Look for the string "this" in the listing below, then copy every line that has it.
┌────────
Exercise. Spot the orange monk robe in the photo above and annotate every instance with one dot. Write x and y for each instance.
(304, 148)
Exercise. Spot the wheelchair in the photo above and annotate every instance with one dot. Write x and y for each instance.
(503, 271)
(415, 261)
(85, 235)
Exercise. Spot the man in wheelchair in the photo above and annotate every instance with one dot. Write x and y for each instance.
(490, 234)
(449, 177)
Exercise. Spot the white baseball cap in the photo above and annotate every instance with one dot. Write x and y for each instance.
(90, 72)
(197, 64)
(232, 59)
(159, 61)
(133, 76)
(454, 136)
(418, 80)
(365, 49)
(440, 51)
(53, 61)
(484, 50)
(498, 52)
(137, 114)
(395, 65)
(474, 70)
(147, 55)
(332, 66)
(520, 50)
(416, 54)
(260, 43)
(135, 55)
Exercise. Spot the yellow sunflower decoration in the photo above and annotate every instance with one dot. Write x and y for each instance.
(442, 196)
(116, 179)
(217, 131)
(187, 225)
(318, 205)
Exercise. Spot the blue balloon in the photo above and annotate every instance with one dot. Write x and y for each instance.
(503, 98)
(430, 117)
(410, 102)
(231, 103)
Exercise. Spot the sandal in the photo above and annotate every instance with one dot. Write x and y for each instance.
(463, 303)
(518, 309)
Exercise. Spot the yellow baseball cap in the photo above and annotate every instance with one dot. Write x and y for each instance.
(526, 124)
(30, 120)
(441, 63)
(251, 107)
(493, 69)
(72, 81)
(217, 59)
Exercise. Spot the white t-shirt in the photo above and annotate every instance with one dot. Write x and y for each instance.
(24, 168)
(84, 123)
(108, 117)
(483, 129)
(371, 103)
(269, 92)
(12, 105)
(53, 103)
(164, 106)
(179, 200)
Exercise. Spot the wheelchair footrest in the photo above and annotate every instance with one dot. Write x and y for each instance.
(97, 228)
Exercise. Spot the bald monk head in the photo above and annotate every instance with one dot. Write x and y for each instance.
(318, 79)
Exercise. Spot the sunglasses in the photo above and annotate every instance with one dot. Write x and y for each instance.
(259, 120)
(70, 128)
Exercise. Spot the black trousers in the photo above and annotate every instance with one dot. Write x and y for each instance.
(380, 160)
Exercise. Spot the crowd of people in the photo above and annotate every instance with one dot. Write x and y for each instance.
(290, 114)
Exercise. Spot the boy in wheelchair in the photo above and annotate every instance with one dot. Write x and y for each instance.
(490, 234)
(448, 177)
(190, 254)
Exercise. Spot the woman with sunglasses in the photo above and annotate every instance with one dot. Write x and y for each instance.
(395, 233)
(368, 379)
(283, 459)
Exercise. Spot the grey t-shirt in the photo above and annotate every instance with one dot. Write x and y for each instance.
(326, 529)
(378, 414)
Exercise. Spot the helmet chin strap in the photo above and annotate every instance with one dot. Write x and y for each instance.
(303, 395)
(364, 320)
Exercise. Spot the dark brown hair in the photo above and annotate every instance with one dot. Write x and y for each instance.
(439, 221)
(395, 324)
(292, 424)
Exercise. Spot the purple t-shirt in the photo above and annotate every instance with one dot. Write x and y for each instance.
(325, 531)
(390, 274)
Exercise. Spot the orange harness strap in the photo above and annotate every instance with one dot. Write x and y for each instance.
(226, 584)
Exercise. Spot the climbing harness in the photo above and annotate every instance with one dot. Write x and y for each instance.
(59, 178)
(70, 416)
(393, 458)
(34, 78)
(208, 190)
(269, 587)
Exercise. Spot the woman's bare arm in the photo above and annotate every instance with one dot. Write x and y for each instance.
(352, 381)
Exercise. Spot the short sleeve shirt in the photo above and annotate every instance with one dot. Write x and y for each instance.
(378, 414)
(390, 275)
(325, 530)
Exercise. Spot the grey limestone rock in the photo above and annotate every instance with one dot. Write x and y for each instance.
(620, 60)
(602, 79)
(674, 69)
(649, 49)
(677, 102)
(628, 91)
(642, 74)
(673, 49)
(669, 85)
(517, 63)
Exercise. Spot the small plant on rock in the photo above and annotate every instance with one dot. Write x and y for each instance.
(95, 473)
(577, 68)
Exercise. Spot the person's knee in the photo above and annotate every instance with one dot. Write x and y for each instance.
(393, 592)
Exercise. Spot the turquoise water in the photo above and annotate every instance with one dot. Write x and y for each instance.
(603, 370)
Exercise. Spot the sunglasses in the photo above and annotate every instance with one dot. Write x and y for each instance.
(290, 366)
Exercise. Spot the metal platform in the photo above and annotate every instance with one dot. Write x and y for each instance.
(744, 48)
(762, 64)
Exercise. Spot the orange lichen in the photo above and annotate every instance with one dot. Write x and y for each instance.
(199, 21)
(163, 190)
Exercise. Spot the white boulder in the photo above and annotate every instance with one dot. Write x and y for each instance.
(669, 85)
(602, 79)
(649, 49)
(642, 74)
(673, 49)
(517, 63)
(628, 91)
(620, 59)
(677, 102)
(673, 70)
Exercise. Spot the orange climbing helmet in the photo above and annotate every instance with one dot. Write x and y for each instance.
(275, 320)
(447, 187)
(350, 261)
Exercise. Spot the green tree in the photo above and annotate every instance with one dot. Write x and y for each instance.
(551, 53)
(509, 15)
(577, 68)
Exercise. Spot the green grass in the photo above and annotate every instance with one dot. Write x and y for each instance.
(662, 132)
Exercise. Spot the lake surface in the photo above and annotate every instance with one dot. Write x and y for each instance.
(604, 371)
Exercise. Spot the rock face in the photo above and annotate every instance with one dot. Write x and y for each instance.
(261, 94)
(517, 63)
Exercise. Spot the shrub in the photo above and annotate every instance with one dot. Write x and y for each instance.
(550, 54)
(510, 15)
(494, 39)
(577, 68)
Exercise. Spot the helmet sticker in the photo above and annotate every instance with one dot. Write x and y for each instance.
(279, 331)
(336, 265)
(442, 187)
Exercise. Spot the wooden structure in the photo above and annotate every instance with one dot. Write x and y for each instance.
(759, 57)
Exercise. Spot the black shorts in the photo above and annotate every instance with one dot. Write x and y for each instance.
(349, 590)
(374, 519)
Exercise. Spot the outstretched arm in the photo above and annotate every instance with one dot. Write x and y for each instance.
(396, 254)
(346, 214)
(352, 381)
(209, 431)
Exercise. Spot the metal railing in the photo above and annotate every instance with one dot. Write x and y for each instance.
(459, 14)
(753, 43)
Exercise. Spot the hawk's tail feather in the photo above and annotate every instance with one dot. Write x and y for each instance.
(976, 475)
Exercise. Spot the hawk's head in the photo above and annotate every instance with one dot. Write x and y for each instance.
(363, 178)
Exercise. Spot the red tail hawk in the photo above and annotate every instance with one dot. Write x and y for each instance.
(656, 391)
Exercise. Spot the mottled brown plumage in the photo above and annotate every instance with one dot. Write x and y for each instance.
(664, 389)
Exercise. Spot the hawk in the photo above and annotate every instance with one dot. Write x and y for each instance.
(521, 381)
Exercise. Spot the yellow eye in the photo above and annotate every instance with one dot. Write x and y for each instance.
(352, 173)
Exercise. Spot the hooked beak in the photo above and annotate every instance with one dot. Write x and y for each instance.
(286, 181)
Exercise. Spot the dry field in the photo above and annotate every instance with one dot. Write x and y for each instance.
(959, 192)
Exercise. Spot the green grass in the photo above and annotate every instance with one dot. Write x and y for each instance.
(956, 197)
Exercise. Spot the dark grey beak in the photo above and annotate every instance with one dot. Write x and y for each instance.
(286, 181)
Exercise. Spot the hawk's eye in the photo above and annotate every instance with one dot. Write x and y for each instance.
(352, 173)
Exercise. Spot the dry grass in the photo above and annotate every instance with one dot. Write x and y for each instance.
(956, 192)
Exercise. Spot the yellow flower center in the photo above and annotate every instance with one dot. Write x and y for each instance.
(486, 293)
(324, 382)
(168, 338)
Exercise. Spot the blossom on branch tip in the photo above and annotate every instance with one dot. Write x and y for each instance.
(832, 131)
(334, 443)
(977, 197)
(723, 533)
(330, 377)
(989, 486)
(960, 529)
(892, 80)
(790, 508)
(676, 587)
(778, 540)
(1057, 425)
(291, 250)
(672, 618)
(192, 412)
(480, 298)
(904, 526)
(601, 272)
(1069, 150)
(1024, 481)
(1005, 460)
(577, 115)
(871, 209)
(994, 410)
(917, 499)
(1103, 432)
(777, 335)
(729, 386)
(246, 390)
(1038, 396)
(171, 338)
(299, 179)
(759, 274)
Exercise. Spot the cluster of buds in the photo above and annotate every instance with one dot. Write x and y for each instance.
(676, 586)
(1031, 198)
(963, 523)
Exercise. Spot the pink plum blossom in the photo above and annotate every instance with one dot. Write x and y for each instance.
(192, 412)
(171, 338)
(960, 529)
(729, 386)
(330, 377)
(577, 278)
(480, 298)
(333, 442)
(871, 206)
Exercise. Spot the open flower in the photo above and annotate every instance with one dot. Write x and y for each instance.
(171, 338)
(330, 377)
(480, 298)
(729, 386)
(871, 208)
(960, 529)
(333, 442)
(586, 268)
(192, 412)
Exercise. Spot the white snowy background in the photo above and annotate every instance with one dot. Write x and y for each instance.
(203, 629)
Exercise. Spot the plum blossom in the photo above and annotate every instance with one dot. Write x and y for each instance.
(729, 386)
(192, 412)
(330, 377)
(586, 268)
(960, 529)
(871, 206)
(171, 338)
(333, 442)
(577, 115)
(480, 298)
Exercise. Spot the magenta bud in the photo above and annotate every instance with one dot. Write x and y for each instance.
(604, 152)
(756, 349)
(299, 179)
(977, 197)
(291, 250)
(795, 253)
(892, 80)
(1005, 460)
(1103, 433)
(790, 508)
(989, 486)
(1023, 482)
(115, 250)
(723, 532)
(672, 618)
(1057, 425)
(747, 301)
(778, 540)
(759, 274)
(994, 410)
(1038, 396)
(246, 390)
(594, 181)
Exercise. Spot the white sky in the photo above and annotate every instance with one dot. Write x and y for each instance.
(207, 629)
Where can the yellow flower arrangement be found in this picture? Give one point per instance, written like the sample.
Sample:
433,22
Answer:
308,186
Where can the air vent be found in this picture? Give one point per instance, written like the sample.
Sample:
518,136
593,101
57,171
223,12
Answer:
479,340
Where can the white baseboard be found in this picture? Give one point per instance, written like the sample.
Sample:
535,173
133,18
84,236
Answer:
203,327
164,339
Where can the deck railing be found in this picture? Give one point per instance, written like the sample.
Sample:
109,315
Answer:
└────────
§ Response box:
Where can the yellow flower arrangement be found in this picture? Give one point per instance, written like the sample.
Where can the air vent be found in this picture? Give one point per instance, written like the sample.
Where can the white baseboard be found in this picture? Give one point per instance, written like the sample.
Where can the deck railing be found in this picture? Give one point per instance, written like the sample.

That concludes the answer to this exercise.